### [Required task]
Locate every line in the material below that contains the word "with", and copy each of those lines.

### [Dataset rows]
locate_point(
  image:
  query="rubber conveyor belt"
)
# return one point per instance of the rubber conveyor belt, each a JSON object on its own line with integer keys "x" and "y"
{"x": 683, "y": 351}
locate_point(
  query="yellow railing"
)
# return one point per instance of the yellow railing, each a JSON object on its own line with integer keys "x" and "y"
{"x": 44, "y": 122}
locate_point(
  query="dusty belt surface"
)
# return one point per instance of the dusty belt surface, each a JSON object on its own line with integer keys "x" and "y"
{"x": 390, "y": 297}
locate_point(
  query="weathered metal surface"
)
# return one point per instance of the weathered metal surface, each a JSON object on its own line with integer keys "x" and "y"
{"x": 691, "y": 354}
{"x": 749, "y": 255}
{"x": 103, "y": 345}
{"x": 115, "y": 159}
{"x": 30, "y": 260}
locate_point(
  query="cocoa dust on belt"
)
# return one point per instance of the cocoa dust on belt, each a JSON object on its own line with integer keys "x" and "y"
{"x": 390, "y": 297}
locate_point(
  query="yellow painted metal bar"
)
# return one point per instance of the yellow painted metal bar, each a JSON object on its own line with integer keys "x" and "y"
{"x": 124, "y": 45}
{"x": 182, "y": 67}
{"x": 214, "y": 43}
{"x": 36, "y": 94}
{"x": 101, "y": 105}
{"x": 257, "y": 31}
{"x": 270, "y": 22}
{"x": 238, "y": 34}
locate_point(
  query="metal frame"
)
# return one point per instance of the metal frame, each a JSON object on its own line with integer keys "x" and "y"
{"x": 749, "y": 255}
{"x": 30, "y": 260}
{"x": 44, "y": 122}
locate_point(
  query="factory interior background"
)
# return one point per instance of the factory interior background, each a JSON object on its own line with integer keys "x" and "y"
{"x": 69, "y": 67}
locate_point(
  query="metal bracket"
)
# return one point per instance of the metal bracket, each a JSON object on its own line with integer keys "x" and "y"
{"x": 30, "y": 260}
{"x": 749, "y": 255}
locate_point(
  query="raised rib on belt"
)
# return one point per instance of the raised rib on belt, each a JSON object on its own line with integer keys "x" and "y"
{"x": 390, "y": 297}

### [The reply]
# return one point per instance of the rubber conveyor belt, each a JSON object on its own line with integer keys "x" and "y"
# return one point per instance of the yellow railing, each a JSON object on its own line with integer keys "x" and "y"
# return one point per instance of the dusty belt surface, each a JSON object on its own line with integer keys "x" and "y"
# return one point per instance of the weathered metal surface, each a JSON object on its own line with integer keys "x" and "y"
# return one point per instance of the cocoa dust on belt, each a JSON object on its own line with integer keys "x" and "y"
# return one point per instance of the yellow painted metal bar, each a JSON object on its own line with integer keys "x" and "y"
# return one point per instance of the metal frame, each a JSON object on its own line with integer keys "x" and "y"
# return one point per instance of the factory interior background, each a JSON object on its own line with integer keys "x" and "y"
# return one point per instance of the metal bracket, each a JSON object on its own line with integer keys "x" and "y"
# return one point per instance of the raised rib on belt, each a JSON object on its own line with integer keys "x" and "y"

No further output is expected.